_WRITTEN TASK 1_
Using the speech-coding passage and the records below, answer these:
(a) Into how many tracks is the 64-position codebook vector divided?
(b) What may the adaptive codebook parameters include?
(c) Which unit may be optional when the classification module encodes an input signal with a linear prediction coding method?

_PROVIDED PASSAGE_
[START]
Thereafter, a harmonic noise shaping filter is configured using the
estimated open-loop pitch. Thereafter, an impulse response is
calculated using the harmonic noise shaping filter, a linear
prediction synthesis filter, and a formant perceptual weighting
filter. The impulse response may be used to generate a target
signal for the quantization of an excitation signal.
[0154] The codebook search unit 620 performs an adaptive codebook
search and a fixed codebook search. The adaptive codebook search
may be performed in units of sub-frames by calculating an adaptive
codebook vector through a closed loop pitch search and through
interpolation of past excitation signals. Adaptive codebook
parameters may include the pitch period and gain of a pitch filter.
The excitation signal may be generated by a linear prediction
synthesis filter in order to simplify a closed loop search.
[0155] A fixed codebook structure is established based on
interleaved single pulse permutation (ISSP) design. A codebook
vector comprising 64 positions where 64 pulses are respectively
located is divided into four tracks, each track comprising 16
positions. A predetermined number of pulses may be located at each
of the four tracks according to transmission rate. Since a codebook
index indicates the track location and sign of a pulse, there is no
need to store a codebook, and an excitation signal can be generated
simply using the codebook index.
[0156] The speech coder illustrated in FIG. 12 may perform the
above-mentioned coding processes in a time domain. Also, if an
input signal is encoded using a linear prediction coding method by
the classification module 100 illustrated in FIG. 1, the linear
prediction analysis unit 600 may be optional.
[END]
_TASK DATA_
[START]
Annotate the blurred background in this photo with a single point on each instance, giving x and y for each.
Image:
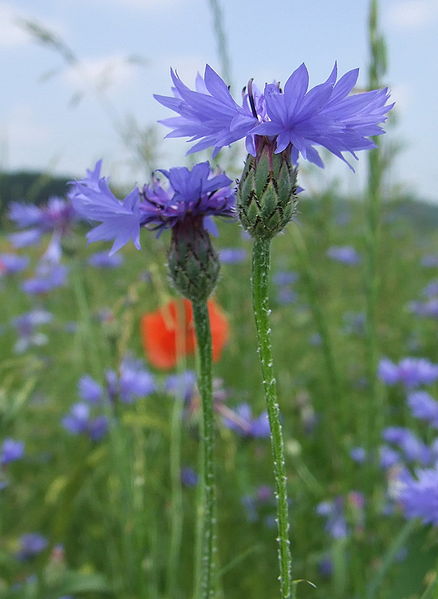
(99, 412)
[END]
[START]
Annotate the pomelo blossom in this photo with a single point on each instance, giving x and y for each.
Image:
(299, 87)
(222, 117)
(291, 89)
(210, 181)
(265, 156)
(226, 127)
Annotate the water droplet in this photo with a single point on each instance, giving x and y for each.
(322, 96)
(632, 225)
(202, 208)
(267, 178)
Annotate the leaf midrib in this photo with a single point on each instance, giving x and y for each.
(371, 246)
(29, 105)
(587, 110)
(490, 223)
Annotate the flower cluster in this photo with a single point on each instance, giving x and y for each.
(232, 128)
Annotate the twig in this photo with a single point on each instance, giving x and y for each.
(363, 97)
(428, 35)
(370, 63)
[END]
_WRITTEN TASK 2_
How many lines of the records above contain the word "point"? Reply with the number alone.

_COMPLETE OUTPUT 1_
(a) Four tracks, each comprising 16 positions.
(b) The pitch period and gain of a pitch filter.
(c) The linear prediction analysis unit 600.

_COMPLETE OUTPUT 2_
6